SOURCE RECORDS: Begin

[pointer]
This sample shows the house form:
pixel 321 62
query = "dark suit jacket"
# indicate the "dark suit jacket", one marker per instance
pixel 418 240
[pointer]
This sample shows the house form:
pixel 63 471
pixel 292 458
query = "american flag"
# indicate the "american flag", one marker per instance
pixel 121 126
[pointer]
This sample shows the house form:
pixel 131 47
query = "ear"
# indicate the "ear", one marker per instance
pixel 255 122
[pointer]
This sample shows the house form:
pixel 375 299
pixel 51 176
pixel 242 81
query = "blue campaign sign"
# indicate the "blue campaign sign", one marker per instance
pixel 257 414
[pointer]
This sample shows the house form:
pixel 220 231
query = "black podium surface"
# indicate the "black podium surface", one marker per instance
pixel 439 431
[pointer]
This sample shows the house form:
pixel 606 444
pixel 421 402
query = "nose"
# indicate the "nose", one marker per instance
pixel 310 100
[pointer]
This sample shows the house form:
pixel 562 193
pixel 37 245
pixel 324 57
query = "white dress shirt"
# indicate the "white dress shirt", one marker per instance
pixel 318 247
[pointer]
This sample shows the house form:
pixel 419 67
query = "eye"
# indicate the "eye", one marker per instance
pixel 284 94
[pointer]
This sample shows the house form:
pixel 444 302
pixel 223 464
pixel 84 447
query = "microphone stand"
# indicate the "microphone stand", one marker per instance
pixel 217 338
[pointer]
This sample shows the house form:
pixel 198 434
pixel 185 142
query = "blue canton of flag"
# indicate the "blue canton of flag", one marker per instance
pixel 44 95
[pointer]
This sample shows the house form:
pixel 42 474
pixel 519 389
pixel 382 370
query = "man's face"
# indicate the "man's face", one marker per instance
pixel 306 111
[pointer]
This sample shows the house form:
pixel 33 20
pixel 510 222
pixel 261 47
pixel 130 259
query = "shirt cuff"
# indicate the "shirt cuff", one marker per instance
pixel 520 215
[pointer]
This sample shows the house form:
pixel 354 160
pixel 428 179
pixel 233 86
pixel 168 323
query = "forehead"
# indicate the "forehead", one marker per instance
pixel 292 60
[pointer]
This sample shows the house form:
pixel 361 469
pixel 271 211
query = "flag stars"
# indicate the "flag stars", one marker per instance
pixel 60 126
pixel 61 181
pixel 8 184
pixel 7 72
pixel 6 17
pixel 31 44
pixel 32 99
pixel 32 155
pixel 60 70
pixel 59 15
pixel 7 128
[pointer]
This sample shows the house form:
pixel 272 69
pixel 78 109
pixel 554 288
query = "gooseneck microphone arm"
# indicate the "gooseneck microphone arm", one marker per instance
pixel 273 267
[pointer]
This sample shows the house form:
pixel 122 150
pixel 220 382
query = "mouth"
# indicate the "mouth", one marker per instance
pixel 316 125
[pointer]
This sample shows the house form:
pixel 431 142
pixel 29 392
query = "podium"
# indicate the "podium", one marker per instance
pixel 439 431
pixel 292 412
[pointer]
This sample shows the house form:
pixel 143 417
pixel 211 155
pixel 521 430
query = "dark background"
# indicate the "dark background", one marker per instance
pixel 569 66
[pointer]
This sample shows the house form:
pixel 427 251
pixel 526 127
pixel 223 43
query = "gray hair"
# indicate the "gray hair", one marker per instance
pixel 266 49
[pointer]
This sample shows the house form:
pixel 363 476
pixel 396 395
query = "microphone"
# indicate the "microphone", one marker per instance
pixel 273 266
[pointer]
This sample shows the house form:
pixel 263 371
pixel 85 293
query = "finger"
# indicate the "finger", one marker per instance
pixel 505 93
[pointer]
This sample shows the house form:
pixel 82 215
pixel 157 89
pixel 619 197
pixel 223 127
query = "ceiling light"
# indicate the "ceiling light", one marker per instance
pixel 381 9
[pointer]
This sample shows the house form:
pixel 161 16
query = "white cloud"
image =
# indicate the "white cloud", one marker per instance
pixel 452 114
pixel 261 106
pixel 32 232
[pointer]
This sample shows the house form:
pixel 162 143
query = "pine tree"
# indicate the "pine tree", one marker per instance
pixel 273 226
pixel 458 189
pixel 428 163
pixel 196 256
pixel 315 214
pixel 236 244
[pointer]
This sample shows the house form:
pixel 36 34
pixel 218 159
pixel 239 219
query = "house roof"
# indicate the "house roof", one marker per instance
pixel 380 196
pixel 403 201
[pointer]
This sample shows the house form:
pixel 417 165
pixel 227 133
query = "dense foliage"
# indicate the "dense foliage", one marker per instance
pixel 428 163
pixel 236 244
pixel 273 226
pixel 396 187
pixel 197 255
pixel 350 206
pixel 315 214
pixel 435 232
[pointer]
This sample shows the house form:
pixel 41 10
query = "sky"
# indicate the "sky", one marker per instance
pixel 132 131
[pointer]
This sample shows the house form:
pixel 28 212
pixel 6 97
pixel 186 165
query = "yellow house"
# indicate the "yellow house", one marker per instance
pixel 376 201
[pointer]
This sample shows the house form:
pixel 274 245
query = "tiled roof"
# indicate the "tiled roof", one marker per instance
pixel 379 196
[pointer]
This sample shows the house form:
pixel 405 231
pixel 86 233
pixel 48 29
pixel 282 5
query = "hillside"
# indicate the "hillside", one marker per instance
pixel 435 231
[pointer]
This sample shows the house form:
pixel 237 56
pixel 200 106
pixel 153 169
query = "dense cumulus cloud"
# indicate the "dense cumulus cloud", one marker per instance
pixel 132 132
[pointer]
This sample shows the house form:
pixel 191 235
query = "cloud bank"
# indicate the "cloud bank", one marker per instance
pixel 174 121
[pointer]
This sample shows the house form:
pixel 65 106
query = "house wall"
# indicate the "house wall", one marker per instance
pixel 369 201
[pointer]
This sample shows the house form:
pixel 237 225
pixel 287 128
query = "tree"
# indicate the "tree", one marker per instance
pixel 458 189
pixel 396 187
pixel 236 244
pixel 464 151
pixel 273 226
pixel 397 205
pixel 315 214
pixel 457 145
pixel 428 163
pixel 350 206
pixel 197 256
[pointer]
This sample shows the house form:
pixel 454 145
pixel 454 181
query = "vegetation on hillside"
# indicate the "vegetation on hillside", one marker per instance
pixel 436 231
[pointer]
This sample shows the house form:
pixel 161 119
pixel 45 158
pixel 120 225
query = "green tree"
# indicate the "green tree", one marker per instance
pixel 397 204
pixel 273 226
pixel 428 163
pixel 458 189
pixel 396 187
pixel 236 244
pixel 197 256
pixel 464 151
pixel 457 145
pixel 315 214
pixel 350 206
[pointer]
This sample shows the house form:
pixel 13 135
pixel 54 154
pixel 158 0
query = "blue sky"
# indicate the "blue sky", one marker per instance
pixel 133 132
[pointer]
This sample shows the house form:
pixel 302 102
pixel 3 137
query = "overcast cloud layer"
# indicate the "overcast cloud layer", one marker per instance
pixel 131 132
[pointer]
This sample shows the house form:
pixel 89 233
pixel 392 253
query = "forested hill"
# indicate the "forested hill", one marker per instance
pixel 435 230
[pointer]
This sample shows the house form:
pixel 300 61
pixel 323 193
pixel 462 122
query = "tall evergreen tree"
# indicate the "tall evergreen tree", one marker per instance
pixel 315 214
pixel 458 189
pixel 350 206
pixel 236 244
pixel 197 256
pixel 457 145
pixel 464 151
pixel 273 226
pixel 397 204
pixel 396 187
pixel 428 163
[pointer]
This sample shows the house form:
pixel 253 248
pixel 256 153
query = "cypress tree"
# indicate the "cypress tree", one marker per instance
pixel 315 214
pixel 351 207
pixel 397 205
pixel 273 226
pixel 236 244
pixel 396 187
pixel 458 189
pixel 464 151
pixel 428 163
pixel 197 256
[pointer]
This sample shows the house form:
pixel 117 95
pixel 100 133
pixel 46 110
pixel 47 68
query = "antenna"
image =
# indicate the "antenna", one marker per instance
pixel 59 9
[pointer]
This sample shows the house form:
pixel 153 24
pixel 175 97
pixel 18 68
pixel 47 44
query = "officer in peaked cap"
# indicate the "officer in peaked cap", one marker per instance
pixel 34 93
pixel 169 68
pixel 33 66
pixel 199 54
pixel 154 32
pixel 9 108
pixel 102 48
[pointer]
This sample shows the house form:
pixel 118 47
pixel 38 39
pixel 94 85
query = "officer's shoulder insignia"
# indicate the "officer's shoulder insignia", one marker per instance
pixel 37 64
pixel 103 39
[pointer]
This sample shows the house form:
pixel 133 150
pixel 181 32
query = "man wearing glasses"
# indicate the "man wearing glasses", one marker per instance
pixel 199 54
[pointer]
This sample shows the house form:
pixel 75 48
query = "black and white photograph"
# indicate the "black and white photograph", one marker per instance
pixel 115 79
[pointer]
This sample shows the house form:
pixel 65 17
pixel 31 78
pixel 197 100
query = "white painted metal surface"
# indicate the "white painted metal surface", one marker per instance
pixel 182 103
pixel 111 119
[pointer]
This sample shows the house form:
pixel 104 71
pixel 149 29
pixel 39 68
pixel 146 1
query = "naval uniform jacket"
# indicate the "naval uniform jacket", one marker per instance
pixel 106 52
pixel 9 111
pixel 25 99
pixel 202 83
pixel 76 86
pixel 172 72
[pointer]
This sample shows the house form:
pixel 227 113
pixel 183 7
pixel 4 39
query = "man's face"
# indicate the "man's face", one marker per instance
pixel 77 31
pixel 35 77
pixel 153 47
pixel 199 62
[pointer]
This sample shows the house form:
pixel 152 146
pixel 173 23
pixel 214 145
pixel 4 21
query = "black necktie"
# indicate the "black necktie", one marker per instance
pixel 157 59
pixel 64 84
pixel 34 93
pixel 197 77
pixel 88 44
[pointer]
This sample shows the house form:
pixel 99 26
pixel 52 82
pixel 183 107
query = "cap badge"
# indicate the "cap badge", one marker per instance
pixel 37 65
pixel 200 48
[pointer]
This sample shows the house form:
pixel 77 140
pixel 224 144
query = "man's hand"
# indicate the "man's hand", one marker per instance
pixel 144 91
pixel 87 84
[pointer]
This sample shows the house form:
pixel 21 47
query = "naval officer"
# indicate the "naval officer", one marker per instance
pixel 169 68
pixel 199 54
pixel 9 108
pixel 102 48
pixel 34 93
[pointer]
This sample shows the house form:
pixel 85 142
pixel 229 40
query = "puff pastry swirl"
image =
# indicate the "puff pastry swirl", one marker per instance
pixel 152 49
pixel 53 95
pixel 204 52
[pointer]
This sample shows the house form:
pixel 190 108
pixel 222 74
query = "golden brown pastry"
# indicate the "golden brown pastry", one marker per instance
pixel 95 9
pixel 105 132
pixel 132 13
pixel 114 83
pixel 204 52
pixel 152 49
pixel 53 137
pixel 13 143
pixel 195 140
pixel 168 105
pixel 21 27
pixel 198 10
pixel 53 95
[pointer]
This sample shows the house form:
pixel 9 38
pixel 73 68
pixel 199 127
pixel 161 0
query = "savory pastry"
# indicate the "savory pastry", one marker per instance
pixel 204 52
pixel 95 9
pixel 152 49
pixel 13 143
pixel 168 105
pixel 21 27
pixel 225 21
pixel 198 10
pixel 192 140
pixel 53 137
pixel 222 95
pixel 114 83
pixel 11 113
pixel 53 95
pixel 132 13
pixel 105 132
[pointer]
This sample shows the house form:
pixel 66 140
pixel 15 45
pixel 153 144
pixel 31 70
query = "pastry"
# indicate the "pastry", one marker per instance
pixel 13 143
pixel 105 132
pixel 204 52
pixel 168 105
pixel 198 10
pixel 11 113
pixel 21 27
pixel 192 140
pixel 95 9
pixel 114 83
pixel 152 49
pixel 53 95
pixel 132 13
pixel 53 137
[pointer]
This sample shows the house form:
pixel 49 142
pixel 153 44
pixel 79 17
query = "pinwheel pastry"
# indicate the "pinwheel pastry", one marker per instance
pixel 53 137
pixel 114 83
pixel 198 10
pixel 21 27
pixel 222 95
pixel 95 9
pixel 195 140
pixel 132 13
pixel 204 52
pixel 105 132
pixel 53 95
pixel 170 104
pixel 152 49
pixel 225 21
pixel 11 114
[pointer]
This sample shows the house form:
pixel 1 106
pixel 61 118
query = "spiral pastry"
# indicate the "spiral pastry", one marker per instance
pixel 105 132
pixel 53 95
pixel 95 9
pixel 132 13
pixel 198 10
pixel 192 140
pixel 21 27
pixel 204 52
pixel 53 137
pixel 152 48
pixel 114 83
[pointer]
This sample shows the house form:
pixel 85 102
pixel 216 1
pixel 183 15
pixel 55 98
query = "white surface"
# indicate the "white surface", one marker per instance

SOURCE RECORDS: End

### [WHAT YOU SHOULD DO]
Produce only the lines from the line containing "pixel 223 464" through the line containing "pixel 554 288", inclusive of both, exactly as they stand in the entries above.

### [YOUR RESPONSE]
pixel 223 464
pixel 84 447
query = "microphone stand"
# indicate the "microphone stand", one marker per instance
pixel 217 338
[pointer]
This sample shows the house form:
pixel 198 434
pixel 185 142
query = "blue canton of flag"
# indicate the "blue canton of flag", one marker per instance
pixel 44 95
[pointer]
This sample shows the house form:
pixel 42 474
pixel 519 389
pixel 382 370
query = "man's face"
# indicate the "man's face", one marker per instance
pixel 306 111
[pointer]
This sample shows the house form:
pixel 33 20
pixel 510 222
pixel 261 47
pixel 130 259
query = "shirt cuff"
# indicate the "shirt cuff", one marker per instance
pixel 520 215
[pointer]
This sample shows the house form:
pixel 354 160
pixel 428 179
pixel 233 86
pixel 168 323
query = "forehead"
# indicate the "forehead", one marker per instance
pixel 292 60
[pointer]
This sample shows the house form:
pixel 361 469
pixel 271 211
query = "flag stars"
# indicate the "flag stars", one marker per instance
pixel 60 126
pixel 61 181
pixel 8 184
pixel 7 72
pixel 6 17
pixel 31 44
pixel 32 99
pixel 32 155
pixel 60 70
pixel 59 15
pixel 7 128
[pointer]
This sample shows the house form:
pixel 272 69
pixel 78 109
pixel 554 288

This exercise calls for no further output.